::: Trecho fornecido

O contratante deve adaptar-se aos interesses gerais.
Há fins ou resultados inequivocamente condenáveis".


Com efeito, destaca-se o posicionamento do Professor Ruy Rosado de
Aguiar[14], no sentido de definir a boa-fé como princípio:


"Princípio geral de Direito, segundo o qual todos
devem comportar-se de acordo com um padrão ético de
confiança e lealdade. Gera deveres secundários de
conduta que impõem às partes comportamentos
necessários, ainda que não previstos expressamente
nos contratos, que devem ser obedecidos a fim de
permitir a realização das justas expectativas
surgidas em razão da celebração e da execução da
avença".


Apenas para concluir, já que essa questão não é o que de mais
intenso deva ser explorado no presente estudo, os dizeres da Professora
Judith Marthins-Costa[15], salientando a importância dos aspectos
metaindividuais dos contratos:


"[...] conformam o meio hábil para permitir o
ingresso, no ordenamento jurídico codificado, de
princípios valorativos ainda não expressos
legislativamente, de standards, arquétipos exemplares
de comportamento, de deveres de conduta não previstos
legislativamente (e, por vezes, nos casos concretos,
também não advindos da autonomia privada), de
direitos e deveres configurados segundo os usos do
tráfego jurídico, de diretivas econômicas, sociais e
políticas, de normas, enfim, constantes de universos
metajurídicos,viabilizando a sua sistematização e
permanente ressistematização no ordenamento
positivo".


Nesse sentido, incontroverso que os efeitos resultantes da vigência
de um contrato permaneçam sob investigação até a extinção do negócio, pois
fatores sociais e demais ocorrências poderão ser verificadas, ainda durante
a vigência do mesmo, ensejando, em assim sendo, a alteração de suas
cláusulas, buscando reequilibrá-lo ou mesmo, diante de tal impossibilidade,
extinguí-lo[16].

::::::
::: Dados fornecidos

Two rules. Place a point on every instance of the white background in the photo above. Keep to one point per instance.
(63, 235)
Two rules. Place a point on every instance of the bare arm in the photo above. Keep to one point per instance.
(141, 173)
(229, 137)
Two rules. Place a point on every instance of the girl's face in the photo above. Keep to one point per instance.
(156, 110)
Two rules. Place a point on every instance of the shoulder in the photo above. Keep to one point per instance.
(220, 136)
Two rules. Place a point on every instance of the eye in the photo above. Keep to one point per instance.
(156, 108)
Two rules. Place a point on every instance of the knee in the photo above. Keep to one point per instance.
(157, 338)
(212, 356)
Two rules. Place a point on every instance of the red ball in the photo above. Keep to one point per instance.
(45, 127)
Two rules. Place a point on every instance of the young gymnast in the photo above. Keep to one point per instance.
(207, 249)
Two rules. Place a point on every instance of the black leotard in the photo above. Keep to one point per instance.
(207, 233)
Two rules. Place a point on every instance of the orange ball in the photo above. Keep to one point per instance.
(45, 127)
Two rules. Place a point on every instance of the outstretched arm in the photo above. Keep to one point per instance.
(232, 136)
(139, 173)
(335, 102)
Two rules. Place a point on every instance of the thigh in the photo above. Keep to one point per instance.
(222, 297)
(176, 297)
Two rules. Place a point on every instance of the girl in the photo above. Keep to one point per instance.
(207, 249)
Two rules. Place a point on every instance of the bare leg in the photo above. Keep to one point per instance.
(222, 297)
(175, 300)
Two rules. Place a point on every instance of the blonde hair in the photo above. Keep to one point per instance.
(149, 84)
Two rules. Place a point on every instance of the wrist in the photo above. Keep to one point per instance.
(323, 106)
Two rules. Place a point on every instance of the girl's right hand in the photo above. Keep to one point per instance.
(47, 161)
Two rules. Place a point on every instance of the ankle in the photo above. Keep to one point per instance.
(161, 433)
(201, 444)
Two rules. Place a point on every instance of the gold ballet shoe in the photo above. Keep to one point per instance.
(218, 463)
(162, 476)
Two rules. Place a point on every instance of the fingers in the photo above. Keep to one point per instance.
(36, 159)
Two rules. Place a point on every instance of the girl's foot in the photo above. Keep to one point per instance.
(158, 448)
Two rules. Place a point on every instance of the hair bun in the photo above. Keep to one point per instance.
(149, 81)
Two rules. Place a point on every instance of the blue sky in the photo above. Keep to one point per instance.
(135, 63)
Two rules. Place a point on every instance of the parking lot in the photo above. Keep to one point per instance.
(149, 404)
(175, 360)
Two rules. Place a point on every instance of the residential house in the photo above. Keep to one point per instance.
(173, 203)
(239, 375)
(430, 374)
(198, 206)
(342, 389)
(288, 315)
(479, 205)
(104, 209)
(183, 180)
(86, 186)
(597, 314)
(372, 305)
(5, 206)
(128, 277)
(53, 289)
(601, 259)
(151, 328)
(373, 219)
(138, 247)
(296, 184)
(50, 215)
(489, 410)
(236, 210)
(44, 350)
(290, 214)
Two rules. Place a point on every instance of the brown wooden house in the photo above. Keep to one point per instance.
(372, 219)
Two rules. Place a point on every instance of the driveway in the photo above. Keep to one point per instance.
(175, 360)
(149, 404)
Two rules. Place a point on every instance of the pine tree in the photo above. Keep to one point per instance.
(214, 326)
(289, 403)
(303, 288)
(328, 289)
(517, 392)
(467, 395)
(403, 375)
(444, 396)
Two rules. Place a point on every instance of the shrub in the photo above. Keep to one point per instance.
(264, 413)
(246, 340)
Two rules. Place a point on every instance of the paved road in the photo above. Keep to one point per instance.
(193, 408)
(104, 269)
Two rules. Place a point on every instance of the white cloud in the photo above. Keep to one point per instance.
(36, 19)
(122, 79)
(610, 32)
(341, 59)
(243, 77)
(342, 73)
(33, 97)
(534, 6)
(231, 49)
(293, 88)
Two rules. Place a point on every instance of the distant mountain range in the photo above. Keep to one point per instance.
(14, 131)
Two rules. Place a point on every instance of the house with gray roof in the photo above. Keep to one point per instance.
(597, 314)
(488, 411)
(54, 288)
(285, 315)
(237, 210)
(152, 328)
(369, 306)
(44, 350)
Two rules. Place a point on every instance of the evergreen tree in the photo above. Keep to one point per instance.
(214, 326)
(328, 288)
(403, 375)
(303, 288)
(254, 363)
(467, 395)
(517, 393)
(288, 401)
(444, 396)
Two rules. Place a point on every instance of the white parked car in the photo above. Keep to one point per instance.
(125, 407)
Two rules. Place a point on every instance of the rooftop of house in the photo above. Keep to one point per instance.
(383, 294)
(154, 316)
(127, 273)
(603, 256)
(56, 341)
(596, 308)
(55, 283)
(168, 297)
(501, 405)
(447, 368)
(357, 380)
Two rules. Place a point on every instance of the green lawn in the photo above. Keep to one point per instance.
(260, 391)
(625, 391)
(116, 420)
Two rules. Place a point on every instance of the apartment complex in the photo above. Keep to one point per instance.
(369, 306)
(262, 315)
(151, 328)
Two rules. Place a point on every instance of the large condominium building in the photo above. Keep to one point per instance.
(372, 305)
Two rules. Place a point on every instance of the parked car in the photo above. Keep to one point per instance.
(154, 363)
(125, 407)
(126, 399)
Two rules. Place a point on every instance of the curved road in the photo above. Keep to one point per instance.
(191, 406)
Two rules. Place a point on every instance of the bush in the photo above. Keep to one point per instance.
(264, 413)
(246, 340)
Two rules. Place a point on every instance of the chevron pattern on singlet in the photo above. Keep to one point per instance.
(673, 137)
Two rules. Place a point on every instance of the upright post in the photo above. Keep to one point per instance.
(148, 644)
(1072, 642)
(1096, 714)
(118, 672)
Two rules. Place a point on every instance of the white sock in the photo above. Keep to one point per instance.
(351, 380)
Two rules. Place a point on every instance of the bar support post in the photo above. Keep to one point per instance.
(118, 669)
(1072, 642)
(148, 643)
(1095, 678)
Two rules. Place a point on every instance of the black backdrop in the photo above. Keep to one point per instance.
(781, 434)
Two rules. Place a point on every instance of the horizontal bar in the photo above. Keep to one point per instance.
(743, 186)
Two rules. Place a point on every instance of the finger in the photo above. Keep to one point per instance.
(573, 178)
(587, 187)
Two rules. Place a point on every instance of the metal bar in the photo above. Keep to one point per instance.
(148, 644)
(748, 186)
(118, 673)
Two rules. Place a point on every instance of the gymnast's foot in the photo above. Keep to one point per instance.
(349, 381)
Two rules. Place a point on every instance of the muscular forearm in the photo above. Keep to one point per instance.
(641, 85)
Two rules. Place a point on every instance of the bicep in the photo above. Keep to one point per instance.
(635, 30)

::::::

* Exercício A *
Segundo o trecho fornecido, qual é a definição de boa-fé atribuída ao Professor Ruy Rosado de Aguiar?
* Exercício B *
Devolva, sem nenhuma alteração, as linhas da listagem que vão da linha com "the white sock" até o fim da listagem, ambas as extremidades incluídas.

* Resposta escrita A *
A boa-fé é um princípio geral de Direito, segundo o qual todos devem comportar-se de acordo com um padrão ético de confiança e lealdade.

* Resposta escrita B *
Two rules. Place a point on every instance of the white sock in the photo above. Keep to one point per instance.
(351, 380)
Two rules. Place a point on every instance of the bar support post in the photo above. Keep to one point per instance.
(118, 669)
(1072, 642)
(148, 643)
(1095, 678)
Two rules. Place a point on every instance of the black backdrop in the photo above. Keep to one point per instance.
(781, 434)
Two rules. Place a point on every instance of the horizontal bar in the photo above. Keep to one point per instance.
(743, 186)
Two rules. Place a point on every instance of the finger in the photo above. Keep to one point per instance.
(573, 178)
(587, 187)
Two rules. Place a point on every instance of the metal bar in the photo above. Keep to one point per instance.
(148, 644)
(748, 186)
(118, 673)
Two rules. Place a point on every instance of the gymnast's foot in the photo above. Keep to one point per instance.
(349, 381)
Two rules. Place a point on every instance of the muscular forearm in the photo above. Keep to one point per instance.
(641, 85)
Two rules. Place a point on every instance of the bicep in the photo above. Keep to one point per instance.
(635, 30)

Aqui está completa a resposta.